Task statement.
Duplicate word for word the lines below, from the line containing "Expected: one pin per instance of the standing" through the end of the entries, both ends included.

___

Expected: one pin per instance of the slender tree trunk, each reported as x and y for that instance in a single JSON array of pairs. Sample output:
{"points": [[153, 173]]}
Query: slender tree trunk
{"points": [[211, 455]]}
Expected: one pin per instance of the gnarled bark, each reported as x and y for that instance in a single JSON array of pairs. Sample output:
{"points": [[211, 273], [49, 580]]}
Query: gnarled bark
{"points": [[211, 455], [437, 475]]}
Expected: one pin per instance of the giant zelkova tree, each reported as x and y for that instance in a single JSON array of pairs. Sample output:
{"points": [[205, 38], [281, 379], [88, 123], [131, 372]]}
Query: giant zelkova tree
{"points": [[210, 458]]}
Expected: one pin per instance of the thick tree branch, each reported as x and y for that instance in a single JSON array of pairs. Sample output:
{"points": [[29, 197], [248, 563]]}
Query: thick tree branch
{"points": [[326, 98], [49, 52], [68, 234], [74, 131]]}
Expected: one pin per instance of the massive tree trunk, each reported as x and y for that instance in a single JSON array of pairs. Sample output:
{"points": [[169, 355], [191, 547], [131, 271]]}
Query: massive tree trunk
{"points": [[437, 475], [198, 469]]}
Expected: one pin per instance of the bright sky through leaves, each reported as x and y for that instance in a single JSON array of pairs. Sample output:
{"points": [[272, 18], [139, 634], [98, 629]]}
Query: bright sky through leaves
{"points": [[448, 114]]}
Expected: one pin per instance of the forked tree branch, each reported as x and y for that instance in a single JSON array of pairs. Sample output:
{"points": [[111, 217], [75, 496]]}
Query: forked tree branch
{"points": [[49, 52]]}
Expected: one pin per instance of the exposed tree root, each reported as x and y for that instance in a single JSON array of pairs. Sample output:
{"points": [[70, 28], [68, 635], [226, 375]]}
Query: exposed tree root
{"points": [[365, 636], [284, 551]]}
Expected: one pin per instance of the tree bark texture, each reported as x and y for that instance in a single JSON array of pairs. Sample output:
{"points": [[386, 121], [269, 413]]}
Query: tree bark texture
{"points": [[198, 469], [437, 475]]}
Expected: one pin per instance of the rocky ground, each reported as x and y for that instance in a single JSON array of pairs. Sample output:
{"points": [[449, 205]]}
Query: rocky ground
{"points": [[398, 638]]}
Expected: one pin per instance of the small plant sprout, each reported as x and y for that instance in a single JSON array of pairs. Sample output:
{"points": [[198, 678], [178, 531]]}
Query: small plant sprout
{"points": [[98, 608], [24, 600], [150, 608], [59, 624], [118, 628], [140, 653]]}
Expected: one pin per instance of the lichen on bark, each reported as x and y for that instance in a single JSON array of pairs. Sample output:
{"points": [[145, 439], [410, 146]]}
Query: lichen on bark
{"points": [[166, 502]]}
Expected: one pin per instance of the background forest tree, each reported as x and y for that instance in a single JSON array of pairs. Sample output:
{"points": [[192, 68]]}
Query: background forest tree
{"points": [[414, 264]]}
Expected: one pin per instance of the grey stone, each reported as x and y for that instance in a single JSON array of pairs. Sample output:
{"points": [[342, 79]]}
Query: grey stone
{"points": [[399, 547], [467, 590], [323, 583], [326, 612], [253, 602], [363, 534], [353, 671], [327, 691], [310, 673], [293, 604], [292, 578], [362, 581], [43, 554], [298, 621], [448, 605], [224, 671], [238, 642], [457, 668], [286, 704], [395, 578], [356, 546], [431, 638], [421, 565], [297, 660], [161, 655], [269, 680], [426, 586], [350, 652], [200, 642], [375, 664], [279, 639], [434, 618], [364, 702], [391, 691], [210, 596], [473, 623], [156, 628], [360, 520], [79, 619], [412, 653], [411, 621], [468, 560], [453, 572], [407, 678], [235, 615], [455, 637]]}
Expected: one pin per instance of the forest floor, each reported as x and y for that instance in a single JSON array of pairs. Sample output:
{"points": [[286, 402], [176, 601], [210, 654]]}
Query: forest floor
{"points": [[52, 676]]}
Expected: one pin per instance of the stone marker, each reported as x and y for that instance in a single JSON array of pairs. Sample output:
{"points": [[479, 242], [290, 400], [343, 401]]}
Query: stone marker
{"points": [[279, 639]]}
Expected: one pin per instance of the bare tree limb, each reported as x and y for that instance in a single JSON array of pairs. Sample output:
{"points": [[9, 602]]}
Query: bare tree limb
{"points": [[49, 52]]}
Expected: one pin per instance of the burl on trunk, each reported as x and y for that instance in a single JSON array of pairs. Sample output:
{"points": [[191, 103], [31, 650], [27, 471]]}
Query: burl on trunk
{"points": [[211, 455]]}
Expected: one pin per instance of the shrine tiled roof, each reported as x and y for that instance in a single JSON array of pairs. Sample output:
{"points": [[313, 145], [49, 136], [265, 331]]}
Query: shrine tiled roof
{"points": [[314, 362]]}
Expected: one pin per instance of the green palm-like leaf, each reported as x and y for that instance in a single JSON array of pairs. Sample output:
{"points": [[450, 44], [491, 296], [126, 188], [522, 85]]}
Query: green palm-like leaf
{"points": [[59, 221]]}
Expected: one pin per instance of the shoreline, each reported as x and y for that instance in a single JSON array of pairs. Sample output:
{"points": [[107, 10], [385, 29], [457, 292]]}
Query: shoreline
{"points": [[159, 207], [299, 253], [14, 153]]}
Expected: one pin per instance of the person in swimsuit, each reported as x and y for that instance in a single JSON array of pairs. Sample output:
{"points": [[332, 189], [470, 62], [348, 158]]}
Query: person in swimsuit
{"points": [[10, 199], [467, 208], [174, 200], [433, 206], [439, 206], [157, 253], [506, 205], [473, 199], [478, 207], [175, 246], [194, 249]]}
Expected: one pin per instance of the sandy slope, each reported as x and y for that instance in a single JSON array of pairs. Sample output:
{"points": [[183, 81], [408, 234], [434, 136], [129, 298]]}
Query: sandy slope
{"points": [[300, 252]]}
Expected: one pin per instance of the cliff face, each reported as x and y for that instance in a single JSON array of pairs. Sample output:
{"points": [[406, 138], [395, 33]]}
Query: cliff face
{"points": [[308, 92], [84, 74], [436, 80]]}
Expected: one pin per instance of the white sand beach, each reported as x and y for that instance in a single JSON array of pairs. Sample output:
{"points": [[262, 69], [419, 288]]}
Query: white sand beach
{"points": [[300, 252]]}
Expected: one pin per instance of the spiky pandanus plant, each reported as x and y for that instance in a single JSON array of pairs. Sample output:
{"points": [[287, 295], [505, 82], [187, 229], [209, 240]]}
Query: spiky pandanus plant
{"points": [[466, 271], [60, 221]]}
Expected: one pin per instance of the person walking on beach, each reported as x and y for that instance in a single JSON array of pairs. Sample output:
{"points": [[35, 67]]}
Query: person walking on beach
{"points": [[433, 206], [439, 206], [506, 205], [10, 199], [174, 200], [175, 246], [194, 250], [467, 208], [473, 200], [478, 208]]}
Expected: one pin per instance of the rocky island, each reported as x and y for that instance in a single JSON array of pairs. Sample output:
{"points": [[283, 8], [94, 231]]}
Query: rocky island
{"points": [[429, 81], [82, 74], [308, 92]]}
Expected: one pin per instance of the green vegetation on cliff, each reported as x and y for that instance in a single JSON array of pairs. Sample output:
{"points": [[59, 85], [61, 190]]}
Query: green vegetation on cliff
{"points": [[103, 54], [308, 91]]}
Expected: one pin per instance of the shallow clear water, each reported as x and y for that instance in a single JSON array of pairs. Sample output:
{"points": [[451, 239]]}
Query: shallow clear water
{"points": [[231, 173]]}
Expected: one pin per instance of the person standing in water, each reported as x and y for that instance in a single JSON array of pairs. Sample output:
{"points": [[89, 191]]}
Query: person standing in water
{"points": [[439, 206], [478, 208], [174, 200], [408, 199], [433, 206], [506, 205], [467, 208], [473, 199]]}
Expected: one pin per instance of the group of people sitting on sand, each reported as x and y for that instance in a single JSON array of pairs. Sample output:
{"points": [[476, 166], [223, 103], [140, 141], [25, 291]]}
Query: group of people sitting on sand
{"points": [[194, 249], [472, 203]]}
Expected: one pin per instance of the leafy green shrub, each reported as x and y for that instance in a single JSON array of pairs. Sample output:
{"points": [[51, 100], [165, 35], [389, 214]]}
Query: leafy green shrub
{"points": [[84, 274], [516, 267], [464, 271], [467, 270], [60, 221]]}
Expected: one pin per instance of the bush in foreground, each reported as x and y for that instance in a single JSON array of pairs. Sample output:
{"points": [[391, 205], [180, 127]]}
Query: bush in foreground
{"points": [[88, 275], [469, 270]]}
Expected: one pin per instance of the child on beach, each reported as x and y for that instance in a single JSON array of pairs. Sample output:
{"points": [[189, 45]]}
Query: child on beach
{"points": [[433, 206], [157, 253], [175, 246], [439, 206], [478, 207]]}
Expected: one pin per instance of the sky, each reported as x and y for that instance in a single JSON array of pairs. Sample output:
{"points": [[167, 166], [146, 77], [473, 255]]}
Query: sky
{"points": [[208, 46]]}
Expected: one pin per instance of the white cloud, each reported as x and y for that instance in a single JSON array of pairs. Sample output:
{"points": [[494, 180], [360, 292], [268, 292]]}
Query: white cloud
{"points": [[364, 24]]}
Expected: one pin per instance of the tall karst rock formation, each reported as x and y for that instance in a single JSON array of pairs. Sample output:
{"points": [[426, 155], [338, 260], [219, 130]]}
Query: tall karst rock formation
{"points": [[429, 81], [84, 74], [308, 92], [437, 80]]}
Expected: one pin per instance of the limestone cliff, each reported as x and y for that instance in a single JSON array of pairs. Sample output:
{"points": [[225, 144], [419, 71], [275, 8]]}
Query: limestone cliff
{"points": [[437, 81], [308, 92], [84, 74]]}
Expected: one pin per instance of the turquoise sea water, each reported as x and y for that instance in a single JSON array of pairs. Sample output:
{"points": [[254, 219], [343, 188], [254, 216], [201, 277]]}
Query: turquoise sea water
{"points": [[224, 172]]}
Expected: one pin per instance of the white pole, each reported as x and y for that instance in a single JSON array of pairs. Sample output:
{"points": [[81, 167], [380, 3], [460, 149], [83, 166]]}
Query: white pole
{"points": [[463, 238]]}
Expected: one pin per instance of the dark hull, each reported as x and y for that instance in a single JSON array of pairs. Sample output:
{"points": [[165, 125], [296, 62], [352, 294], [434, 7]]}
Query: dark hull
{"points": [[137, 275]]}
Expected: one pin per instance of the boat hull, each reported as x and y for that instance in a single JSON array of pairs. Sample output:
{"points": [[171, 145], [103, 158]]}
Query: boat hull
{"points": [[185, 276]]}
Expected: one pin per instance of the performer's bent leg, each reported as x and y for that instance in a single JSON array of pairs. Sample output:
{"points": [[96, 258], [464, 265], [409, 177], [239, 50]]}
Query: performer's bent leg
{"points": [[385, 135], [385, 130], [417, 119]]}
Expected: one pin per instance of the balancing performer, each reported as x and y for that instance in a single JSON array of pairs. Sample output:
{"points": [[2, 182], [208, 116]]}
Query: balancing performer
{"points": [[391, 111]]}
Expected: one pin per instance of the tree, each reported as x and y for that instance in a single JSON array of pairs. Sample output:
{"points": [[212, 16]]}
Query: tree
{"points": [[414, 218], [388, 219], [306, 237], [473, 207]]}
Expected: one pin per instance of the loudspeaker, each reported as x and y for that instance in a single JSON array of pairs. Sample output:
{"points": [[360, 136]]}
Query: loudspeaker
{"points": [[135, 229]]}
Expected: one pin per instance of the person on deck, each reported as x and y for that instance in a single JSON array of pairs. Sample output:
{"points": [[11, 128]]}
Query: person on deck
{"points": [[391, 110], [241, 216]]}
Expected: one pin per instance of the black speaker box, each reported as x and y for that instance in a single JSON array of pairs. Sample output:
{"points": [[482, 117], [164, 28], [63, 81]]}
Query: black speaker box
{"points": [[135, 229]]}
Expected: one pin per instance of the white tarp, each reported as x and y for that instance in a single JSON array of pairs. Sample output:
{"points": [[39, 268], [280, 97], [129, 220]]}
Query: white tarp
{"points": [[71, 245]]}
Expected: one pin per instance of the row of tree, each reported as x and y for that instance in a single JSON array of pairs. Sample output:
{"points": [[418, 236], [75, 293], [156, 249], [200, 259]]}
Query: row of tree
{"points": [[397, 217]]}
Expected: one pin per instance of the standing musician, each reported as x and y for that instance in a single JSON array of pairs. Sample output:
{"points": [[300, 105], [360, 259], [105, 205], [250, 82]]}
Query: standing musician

___

Written response.
Expected: one pin per instance of the standing musician, each reported as x and y for that instance in a single JSON array of pairs. Sample output:
{"points": [[300, 105], [360, 259], [105, 205], [250, 82]]}
Query: standing musician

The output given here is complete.